-- TASK --
Please answer from the diving account below: what depth were the two dives on day one?

-- SELECTED TEXT --

BEGIN

It was 6 degrees on the water surface in Dorothea, and the scuba divers were going to freeze if we didn’t plan a quick, well-timed session. We tried to keep their bottom time to a minimum so as to cut down their decompression times. Everything was new; a sled that I’d never used, lift balloon was new, as was my wetsuit that had been custom-made only a week before the trip. Everything was new! We formed a timing plan, and I had a programme of progressive dives that had been discussed with Loic and Fred, among others. Day one saw a sled test followed by two 41-metre dives. I felt great and it seemed easy. There were no major problems; just some fine-tuning of equipment was required. The next day we planned a warm up dive, followed by a 50-metre dive, before doing a deeper one on day three. Sadly on the second day a scuba diver, who had been training with a group entirely unrelated to us, had an accident and died while we were setting up the sled. The television and press were there to cover my training, and ended up covering the tragic death of the scuba diver. We tried to assist in the rescue of the poor chap, but nothing could be done. All training was instantly postponed, and we went home for Christmas, a little sombre.

END

Photo-based referring expression data
BEGIN

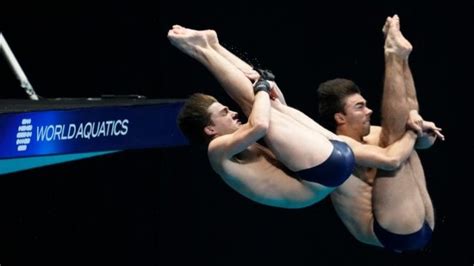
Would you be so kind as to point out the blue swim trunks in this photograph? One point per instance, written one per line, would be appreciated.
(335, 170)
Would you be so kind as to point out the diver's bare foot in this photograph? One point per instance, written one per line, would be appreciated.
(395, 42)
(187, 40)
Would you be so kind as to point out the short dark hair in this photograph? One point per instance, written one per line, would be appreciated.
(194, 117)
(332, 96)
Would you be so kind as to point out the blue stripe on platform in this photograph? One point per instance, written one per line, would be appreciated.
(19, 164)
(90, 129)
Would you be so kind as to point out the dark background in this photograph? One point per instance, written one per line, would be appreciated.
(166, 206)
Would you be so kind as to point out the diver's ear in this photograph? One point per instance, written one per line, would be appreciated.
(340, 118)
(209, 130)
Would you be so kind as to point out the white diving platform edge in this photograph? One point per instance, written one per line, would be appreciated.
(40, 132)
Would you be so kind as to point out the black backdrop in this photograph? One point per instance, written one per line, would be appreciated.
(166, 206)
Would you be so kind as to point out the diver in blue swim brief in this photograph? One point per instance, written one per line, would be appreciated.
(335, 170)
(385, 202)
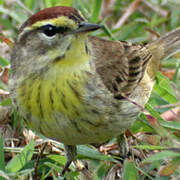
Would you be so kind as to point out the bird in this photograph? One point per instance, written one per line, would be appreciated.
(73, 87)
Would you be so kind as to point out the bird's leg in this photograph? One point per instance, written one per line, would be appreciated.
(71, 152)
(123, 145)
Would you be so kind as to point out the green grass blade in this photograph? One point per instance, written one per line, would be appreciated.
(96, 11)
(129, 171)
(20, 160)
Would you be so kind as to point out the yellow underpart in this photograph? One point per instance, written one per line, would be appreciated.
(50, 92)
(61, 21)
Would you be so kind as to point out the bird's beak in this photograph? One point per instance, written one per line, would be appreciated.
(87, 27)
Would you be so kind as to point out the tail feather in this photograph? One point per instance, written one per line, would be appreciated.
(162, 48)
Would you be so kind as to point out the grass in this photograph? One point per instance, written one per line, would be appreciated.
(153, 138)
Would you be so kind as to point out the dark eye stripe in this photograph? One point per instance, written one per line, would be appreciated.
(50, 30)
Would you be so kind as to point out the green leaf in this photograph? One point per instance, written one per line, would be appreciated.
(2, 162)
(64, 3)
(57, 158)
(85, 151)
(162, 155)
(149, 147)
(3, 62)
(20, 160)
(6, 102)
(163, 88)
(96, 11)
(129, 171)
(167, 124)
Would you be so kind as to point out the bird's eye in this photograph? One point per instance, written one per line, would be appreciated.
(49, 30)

END

-- EXERCISE RESPONSE --
41 metres.